Objective:
Reproduce the material below, replacing "marker" with "pin" wherever it occurs and leaving all other text unchanged. Omit the pictures from your answer.

START Entries supplied

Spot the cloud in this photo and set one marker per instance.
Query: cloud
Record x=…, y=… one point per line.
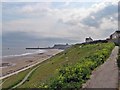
x=42, y=21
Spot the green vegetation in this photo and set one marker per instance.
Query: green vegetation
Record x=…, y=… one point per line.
x=73, y=76
x=15, y=79
x=70, y=68
x=118, y=61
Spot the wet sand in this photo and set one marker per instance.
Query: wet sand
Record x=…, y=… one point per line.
x=20, y=62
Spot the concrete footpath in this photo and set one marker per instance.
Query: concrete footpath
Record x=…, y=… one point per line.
x=105, y=76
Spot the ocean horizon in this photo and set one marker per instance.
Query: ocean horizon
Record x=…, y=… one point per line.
x=14, y=52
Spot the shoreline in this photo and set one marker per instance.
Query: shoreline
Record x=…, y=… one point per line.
x=25, y=62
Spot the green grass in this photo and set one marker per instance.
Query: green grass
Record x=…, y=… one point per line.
x=13, y=80
x=118, y=61
x=50, y=67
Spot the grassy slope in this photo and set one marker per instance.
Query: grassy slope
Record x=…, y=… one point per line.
x=70, y=56
x=48, y=68
x=12, y=80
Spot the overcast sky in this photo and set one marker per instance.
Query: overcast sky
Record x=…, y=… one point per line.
x=47, y=23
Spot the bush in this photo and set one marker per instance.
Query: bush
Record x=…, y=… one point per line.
x=75, y=75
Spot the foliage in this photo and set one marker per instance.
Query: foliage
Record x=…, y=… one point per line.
x=73, y=76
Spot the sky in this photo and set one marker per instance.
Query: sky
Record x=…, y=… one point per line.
x=31, y=24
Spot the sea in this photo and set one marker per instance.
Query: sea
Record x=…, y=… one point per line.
x=14, y=52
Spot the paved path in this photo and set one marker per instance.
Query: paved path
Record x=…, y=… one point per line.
x=105, y=76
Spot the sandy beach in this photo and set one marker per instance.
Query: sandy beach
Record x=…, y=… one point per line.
x=13, y=64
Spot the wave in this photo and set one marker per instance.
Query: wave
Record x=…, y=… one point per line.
x=25, y=54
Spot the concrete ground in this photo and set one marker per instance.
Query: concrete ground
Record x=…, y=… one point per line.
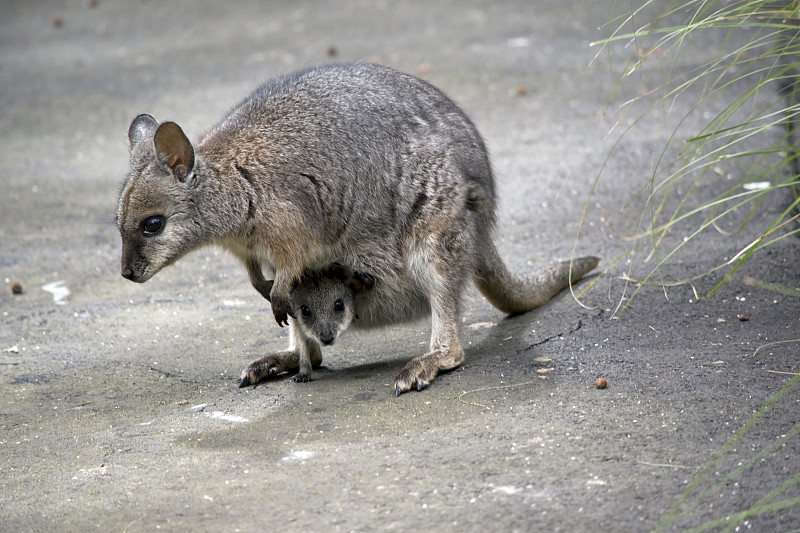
x=119, y=405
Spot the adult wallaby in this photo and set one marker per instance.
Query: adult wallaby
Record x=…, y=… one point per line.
x=351, y=163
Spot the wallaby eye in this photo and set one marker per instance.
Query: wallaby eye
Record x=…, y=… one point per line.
x=153, y=224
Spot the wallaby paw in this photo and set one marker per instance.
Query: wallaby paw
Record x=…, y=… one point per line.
x=268, y=366
x=420, y=371
x=412, y=377
x=301, y=377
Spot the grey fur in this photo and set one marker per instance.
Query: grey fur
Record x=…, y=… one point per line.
x=351, y=163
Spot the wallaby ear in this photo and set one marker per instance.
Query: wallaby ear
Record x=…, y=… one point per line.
x=174, y=150
x=143, y=127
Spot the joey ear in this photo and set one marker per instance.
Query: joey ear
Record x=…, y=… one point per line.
x=361, y=282
x=357, y=281
x=340, y=272
x=174, y=150
x=143, y=127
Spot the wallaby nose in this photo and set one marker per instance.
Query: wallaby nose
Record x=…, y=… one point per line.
x=326, y=338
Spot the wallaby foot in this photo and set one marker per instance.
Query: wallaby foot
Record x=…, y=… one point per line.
x=420, y=371
x=269, y=366
x=301, y=377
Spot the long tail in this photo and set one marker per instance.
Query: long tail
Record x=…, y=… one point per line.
x=513, y=294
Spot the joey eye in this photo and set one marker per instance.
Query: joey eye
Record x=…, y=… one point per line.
x=153, y=224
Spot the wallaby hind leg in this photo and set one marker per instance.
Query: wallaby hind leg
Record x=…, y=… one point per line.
x=445, y=350
x=303, y=355
x=444, y=281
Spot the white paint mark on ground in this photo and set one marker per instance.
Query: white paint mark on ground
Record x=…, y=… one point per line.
x=219, y=415
x=59, y=290
x=299, y=455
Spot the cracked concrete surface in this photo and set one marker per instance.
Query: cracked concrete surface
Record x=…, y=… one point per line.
x=119, y=406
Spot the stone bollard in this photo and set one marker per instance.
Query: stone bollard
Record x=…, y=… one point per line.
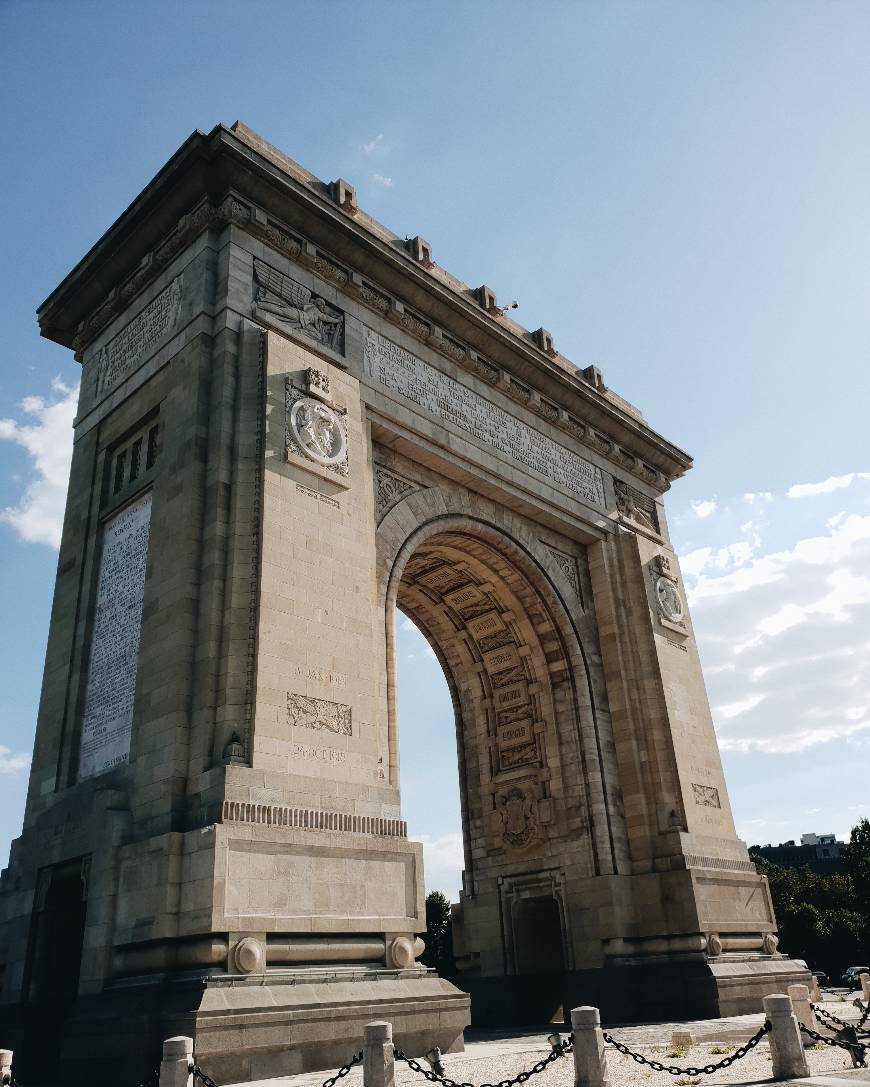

END Entries supplied

The output:
Spot the cloud in this photo and set one pin per instance.
Query: cloud
Record x=…, y=… one point per line.
x=42, y=21
Spot the green vegetation in this photo and set one pin per instance.
Query: green vegetation
Record x=…, y=… one point per line.
x=73, y=76
x=15, y=79
x=70, y=68
x=118, y=61
Spot the wet sand in this photo and set one pin per instance.
Query: wet sand
Record x=…, y=… one point per line.
x=20, y=62
Spot the concrete footpath in this photo and set one pin per instance.
Query: concrete footpath
Record x=…, y=… one point per line.
x=105, y=76
Spot the ocean horizon in this photo and set one pin per instance.
Query: ocean horizon
Record x=…, y=… one point per line.
x=14, y=52
Spot the shoreline in this photo and set one pin per instance.
Query: shoreline
Record x=…, y=… one point per line.
x=25, y=62
Spot the green grass in this photo and set one pin per instance.
Query: green grass
Record x=…, y=… one point per line.
x=13, y=80
x=118, y=61
x=50, y=67
Spot the grassy slope in this photo and set one pin per instance.
Query: grassy slope
Record x=…, y=… one point per line.
x=70, y=56
x=48, y=68
x=12, y=80
Spot the overcast sky in this photo and set one pin per instance.
Query: overcast sky
Record x=…, y=… one point per line.
x=47, y=23
Spot the bush in this photo and set one pin per instance.
Query: bush
Record x=…, y=… one point per line.
x=75, y=75
Spot the foliage in this photo and set one pin per instance.
Query: foliage
Record x=…, y=… one point per line.
x=73, y=76
Spot the sky in this photo and set one pin per instance.
Query: sky
Record x=…, y=… one point per line.
x=31, y=24
Spot the sea in this photo and set one pin per instance.
Query: sea
Record x=…, y=… one point per line.
x=14, y=52
Spot the paved path in this photo and set one pin per instance.
Query: paved path
Record x=…, y=… one point per line.
x=105, y=76
Spot the sandy beach in this photo and set one pin per instance.
Query: sandy beach
Record x=…, y=… one point per line.
x=13, y=64
Spot the wave in this photo and set one pin per instance.
Query: wave
Record x=…, y=… one point per line.
x=25, y=54
Spot the concrete ground in this photo and set one pin per instance.
Query: concrete ground
Record x=…, y=… one point per line.
x=119, y=405
Spot the adult wallaby in this photo and set one pin per instance.
Query: adult wallaby
Record x=…, y=… one point per line.
x=351, y=163
Spot the wallaby eye in this photo and set one pin per instance.
Query: wallaby eye
Record x=…, y=… one point per line.
x=153, y=224
Spot the wallaby paw in this photo and set one pin per instance.
Query: wallaby paw
Record x=…, y=… one point per line.
x=268, y=366
x=420, y=371
x=412, y=377
x=301, y=377
Spot the grey fur in this photo and set one pin per instance.
Query: grey fur
Record x=…, y=… one point per line.
x=351, y=163
Spot the wallaby ear in this photo and set one pin per instance.
Query: wallaby ear
Record x=…, y=… one point per line.
x=174, y=150
x=143, y=127
Spot the joey ear in this photo and set one pin per instance.
Query: joey ear
Record x=…, y=… one point per line.
x=361, y=282
x=357, y=281
x=340, y=272
x=174, y=150
x=143, y=127
Spot the wallaby nose in this photo and set one pin per instance.
Query: wallaby nose
Record x=…, y=… one point per line.
x=326, y=338
Spot the wallaby foot in this photo and set one pin per instance.
Query: wallaby foot
Record x=…, y=… one point per line.
x=420, y=371
x=269, y=366
x=301, y=377
Spot the long tail in this photo and set one pin per instance.
Query: long tail
Record x=…, y=… one point per line.
x=513, y=294
Spot the joey eye in this photo and set one pin per instance.
Query: joey eye
Record x=…, y=… one point per line.
x=153, y=224
Spot the wallaby hind leg in this photo and set one pin per instance.
Query: wallaby hind leg
Record x=…, y=… one point per line.
x=445, y=350
x=303, y=355
x=444, y=281
Spot the white paint mark on ground in this photo and set one pin per instance.
Query: white paint mark on ground
Record x=…, y=… one point per line.
x=219, y=415
x=59, y=290
x=299, y=455
Spot the cracked concrete surface in this photo and set one pin per instance.
Query: cracked concrete surface
Record x=…, y=… one point per line.
x=119, y=406
Spot the stone bollard in this photo and set one pin per instance.
Query: stone bollard
Record x=…, y=… one point per line.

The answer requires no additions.